• **Brief**
Copy out everything from the line containing "Query: gravel" down to the end of the items, changing "metal pole" to "steel pole" and keeping everything else the same.

BEGIN

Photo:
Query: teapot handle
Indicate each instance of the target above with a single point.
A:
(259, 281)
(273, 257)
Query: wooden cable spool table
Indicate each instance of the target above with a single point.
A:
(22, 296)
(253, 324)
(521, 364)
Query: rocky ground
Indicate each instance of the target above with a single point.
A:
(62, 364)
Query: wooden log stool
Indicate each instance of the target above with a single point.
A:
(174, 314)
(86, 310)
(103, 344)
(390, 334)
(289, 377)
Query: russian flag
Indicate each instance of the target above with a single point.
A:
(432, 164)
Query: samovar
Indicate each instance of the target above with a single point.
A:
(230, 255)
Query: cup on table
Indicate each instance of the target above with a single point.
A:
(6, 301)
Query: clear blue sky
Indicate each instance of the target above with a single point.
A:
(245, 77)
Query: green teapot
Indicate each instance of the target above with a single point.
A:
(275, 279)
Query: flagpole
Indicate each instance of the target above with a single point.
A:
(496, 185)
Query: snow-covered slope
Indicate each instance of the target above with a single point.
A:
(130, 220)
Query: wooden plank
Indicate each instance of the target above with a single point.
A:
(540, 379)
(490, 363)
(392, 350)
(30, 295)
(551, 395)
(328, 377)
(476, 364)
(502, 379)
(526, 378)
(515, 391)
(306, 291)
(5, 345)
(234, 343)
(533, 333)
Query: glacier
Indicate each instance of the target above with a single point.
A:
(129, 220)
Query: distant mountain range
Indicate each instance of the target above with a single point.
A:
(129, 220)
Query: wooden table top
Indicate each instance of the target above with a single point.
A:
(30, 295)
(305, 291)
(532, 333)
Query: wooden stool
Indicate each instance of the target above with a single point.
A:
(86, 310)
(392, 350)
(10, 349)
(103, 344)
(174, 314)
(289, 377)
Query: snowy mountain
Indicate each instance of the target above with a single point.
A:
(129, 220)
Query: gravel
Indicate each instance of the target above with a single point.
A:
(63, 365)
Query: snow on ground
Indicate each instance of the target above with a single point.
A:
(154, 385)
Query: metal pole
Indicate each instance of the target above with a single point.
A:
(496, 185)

END

• **Result for this exercise**
Query: gravel
Indicate each instance of the target above with a single point.
A:
(63, 365)
Query: snow on ground
Indicate each instance of the target above with a single point.
A:
(154, 385)
Query: steel pole
Indicate each instance of the target above with a single point.
A:
(496, 185)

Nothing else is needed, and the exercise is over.